**Задание**
Перепишите без изменений строки начиная со строки, содержащей «the dragonfly perched», и до последней строки включительно.
*** Исходные строки ***
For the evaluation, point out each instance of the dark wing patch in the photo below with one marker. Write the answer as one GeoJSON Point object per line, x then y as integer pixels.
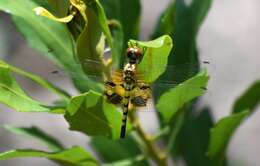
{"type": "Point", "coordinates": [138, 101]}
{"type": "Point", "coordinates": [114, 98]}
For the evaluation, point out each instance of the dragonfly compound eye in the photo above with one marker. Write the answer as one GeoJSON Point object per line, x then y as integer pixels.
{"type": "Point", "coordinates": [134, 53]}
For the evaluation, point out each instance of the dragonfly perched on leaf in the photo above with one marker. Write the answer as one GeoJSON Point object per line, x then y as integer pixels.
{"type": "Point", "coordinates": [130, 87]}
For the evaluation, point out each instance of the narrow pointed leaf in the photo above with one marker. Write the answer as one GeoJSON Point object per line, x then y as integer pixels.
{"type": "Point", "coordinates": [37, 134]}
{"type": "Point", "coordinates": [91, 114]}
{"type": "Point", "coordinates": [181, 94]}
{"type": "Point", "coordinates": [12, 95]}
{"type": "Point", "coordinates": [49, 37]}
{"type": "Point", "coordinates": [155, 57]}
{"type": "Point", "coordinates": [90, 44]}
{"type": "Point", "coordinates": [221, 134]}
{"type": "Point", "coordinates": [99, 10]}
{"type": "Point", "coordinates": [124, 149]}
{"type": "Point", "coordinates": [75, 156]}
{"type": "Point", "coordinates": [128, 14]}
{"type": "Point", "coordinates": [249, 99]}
***
**Правильный ответ**
For the evaluation, point out each instance of the dragonfly perched on leaf in the photo above with one marker. Write the answer as one GeoJSON Point object per line, x then y as integer pixels.
{"type": "Point", "coordinates": [130, 87]}
For the evaluation, point out each instance of the narrow pointed leaf in the photo above with one marker. Write the answer as one GeoJSON Point object per line, x then y as integer pixels.
{"type": "Point", "coordinates": [37, 134]}
{"type": "Point", "coordinates": [91, 114]}
{"type": "Point", "coordinates": [181, 94]}
{"type": "Point", "coordinates": [12, 95]}
{"type": "Point", "coordinates": [49, 37]}
{"type": "Point", "coordinates": [155, 57]}
{"type": "Point", "coordinates": [90, 44]}
{"type": "Point", "coordinates": [221, 134]}
{"type": "Point", "coordinates": [99, 10]}
{"type": "Point", "coordinates": [124, 149]}
{"type": "Point", "coordinates": [75, 156]}
{"type": "Point", "coordinates": [128, 14]}
{"type": "Point", "coordinates": [249, 99]}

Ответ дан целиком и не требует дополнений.